> _Records for processing_
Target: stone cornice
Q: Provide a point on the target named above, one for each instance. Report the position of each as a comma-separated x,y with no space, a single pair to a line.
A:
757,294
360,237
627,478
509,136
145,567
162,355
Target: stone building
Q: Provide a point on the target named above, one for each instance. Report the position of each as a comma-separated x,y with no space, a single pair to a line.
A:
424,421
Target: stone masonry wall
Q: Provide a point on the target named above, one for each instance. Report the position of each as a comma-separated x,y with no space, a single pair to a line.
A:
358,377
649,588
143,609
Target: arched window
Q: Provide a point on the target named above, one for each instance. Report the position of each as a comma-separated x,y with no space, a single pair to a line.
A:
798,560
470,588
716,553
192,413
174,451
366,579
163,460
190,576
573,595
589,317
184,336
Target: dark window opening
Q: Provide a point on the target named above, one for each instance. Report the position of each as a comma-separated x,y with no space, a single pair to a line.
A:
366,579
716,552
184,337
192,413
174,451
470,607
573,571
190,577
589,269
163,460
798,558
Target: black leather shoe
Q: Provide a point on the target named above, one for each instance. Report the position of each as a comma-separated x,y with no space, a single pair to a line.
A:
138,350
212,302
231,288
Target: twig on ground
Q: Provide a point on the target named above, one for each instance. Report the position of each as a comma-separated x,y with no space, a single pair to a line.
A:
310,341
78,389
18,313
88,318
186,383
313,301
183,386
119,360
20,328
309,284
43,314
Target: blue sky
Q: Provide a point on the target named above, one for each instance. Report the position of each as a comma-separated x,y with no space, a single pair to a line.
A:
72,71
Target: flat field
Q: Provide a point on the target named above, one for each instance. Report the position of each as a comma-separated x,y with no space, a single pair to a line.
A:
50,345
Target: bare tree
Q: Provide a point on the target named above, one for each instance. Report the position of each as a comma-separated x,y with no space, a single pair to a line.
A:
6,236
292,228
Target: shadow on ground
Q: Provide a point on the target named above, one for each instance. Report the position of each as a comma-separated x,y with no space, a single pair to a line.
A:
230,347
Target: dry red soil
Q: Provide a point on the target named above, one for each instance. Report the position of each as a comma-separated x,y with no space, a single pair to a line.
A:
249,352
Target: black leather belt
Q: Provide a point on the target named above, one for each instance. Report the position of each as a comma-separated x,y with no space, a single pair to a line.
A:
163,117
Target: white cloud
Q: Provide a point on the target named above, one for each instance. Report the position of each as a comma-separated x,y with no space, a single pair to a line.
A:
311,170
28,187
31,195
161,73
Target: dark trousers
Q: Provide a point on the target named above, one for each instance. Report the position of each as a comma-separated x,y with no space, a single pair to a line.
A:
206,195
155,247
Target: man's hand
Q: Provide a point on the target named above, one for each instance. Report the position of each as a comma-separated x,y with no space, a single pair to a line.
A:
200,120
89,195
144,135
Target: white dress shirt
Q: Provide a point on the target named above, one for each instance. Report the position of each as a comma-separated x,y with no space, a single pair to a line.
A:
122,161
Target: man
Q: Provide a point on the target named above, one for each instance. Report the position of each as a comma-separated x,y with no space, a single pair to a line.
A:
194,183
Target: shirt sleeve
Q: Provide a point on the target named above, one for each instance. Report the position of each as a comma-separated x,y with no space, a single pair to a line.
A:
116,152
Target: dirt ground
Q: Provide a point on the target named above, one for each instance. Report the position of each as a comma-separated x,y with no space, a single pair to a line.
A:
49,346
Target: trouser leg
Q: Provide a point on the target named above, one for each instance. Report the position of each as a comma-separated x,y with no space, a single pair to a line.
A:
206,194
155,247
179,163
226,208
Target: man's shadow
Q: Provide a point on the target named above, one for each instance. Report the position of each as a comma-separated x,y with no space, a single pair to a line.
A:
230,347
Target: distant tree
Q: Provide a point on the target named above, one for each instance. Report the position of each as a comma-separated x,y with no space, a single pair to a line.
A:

> _Goal_
Extract, word for word, the lines above from the one containing "Target: dark trousers" through the last line of the records, including both ends.

> _Completed task_
Target: dark trousers
Q: Provide a point on the target named above, one for each instance. Report the position of each as a comma-separated x,y with no space, a single pair to a line.
A:
206,195
155,247
Target: man's hand
Q: Provide a point on the target named above, one for each instance. Report the position of each as a comma-separated x,y with no space, a single pair to a line.
A:
200,120
89,195
144,135
Target: white dress shirt
Q: Provide a point on the target named above, one for each instance. Report the position of each as a comma-separated x,y with no space, a single pair to a line.
A:
122,161
Target: man
Q: Provide a point on the target named above, one for each instance. Report the position of each as a comma-separated x,y with no space, a single pair to a line.
A:
194,183
Target: shirt sleeve
Q: Provide a point on the target named above, one for each instance. Report the position of each as a comma-separated x,y with no space, a single pair to a line.
A:
116,152
Target: dirt ground
Q: Provide a point on the target named above, one for each instance. Report the position of each as a comma-separated x,y with no space, a single pair to a line.
A:
49,346
Target: trouser leg
Q: Provide a point on the target named above, one for each instance. Report the position of each as a comma-separated x,y with no space, a single pair to a line.
A:
206,194
155,247
179,163
226,208
Target: man's shadow
Q: Provide a point on the target named above, one for each instance. Report the position of each as a comma-separated x,y with no space, a single pair to a line.
A:
230,347
Target: distant tree
Q: Provide a point on the target named above, one for each instance. Report the position of each as a comma-separated x,y with no space, a single pair to a line.
A:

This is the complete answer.